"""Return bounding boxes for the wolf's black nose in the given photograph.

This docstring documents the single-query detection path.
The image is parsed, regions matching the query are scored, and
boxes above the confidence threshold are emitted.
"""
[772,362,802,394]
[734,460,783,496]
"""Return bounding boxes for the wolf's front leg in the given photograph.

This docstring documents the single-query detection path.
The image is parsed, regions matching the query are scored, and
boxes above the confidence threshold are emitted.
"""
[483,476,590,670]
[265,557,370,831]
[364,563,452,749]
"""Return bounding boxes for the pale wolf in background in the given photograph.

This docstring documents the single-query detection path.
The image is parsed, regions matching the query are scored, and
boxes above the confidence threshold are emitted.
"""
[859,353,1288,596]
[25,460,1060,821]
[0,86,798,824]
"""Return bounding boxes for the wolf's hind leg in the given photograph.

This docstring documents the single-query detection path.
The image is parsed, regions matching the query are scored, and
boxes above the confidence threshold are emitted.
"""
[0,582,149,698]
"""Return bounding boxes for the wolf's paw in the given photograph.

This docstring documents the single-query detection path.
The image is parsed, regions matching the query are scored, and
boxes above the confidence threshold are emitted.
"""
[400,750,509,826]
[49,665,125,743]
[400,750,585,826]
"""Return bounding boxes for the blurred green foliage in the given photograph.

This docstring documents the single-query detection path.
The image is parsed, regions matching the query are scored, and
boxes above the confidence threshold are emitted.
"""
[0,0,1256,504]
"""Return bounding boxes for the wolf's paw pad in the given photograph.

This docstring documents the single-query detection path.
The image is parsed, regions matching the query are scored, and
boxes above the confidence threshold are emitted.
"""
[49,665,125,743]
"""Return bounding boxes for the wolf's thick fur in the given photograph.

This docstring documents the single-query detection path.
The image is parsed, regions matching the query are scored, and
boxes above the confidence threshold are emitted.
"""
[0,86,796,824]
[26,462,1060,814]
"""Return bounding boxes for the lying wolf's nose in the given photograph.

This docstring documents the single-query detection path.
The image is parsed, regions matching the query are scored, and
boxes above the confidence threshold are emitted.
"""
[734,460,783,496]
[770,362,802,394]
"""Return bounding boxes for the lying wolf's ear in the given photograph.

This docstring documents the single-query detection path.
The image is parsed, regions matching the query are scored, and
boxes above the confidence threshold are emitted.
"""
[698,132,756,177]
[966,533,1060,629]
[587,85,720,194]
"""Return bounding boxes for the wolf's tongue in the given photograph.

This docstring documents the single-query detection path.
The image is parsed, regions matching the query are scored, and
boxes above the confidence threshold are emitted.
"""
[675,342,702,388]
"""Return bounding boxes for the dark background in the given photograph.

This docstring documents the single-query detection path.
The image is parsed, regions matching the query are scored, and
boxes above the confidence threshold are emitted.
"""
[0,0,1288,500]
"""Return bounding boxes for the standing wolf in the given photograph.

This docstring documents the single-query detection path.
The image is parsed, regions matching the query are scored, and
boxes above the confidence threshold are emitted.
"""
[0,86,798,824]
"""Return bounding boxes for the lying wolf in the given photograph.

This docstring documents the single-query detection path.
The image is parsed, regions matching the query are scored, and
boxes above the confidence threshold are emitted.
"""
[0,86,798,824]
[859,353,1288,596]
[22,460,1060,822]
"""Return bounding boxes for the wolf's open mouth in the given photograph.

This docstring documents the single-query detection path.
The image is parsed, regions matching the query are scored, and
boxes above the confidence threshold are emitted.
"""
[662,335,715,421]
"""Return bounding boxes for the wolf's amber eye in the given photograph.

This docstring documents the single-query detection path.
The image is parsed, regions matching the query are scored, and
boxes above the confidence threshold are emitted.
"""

++++

Write the material out exactly, with nothing left out.

> _OUTPUT BELOW_:
"""Return bounding boxes for the wolf's black nose in the given photograph.

This docstring documents the single-query detection path.
The image is parsed, regions matching the query are scored, and
boxes above the confidence threshold are emitted.
"""
[772,362,802,394]
[734,460,783,496]
"""Return bounding boxes for the wolf's front leg in the given photograph.

This docstring documents the single-query detection path.
The image is parsed, regions matching the query are scored, and
boxes above the confidence threshold are emitted.
"""
[483,476,590,670]
[265,557,370,831]
[364,563,452,749]
"""Return bounding boxes for the pale wolf in background in the given photograph.

This docstring documents the single-query detection path.
The image is parsed, regions matching the query are scored, and
boxes above the confidence threshold are emitted.
"""
[859,353,1288,596]
[25,460,1060,821]
[0,86,798,824]
"""Return bounding boxes for the wolf's hind leg in the given photograph.

This docstring documents the single-query detection path.
The image is parsed, regions matching the query are scored, and
boxes above the confidence threshold are emitted.
"""
[0,582,149,698]
"""Return bounding boxes for the wolf's paw in the given photograph.

This docstring documents the single-query detection path.
The image is parsed, regions matching the query are scored, and
boxes above the confidence threshold are emitted.
"""
[400,750,509,826]
[49,665,125,743]
[400,750,585,826]
"""Return bounding boxes for the blurred green foliage in the given photograph.

This docstring documents the single-query detection path.
The image is parsed, regions matching the query are scored, and
boxes above the confidence threshold are emitted.
"""
[0,0,1256,504]
"""Return bounding boxes for the wolf's paw pad in the given photograph.

This docstring documents the single-query detection path.
The image is parsed, regions matching the query are scored, and
boxes above the confidence threshold are emitted.
"""
[49,665,125,743]
"""Return bounding boxes for the wolf's thick fur in the given photograph.

This docstring documents the single-query detection path.
The image is parsed, regions matching the query are scored, and
boxes above the confidence threshold are emitted.
"""
[0,86,796,824]
[26,462,1060,814]
"""Return bounding boxes for the lying wolf's nose in the given photograph.

This docstring documents the single-query detection path.
The image is parsed, regions matching the query are scored, and
boxes above the confidence threshold are emitted.
"""
[734,460,783,496]
[770,362,802,394]
"""Return bounding boxes for the lying wolf's ear in the given photograph.

This docstring documents the single-query detection path.
The image is parsed, regions matching the query are scored, and
boxes above the confidence threshold are emitted.
"""
[698,132,756,177]
[966,533,1060,629]
[587,85,720,194]
"""Return bounding boxes for the wolf's tongue in the given photograph.

This docstring documents the single-query detection path.
The image is parsed, regions matching the query are scored, and
boxes above the confidence threshold are emitted.
"""
[675,342,702,388]
"""Return bounding boxes for the dark background in the given photograph.

This docstring documents the single-query detection path.
The image is parsed, regions matching the query are scored, and
boxes above the confidence threshold are emitted.
"""
[0,0,1288,500]
"""Return bounding boxes for the standing wolf in the given photograph.

This docstring documents the single-query detection path.
The image is parsed, regions matching the query are scored, and
boxes above the confidence threshold are emitted.
"""
[0,86,798,824]
"""Return bounding boxes for the lying wolf in the given photograph.

This docstring documents the single-query detection path.
The image is parsed, regions matching the query are scored, and
boxes above the confidence threshold are emitted.
"""
[0,86,798,824]
[859,353,1288,596]
[22,460,1060,822]
"""Return bounding boxes for the wolf's open mouth in the given photograph.

This docstring documents the single-query detection path.
The image is parsed, regions matching the query are scored, and
boxes above the confidence threshold are emitted.
"""
[662,335,715,421]
"""Return bounding boxes for the wolf's amber eye in the given photograph.

This docstring documents the single-query detection path.
The image is parsed, regions matching the query are scored, and
boxes above the confidence threshold are emitted.
"""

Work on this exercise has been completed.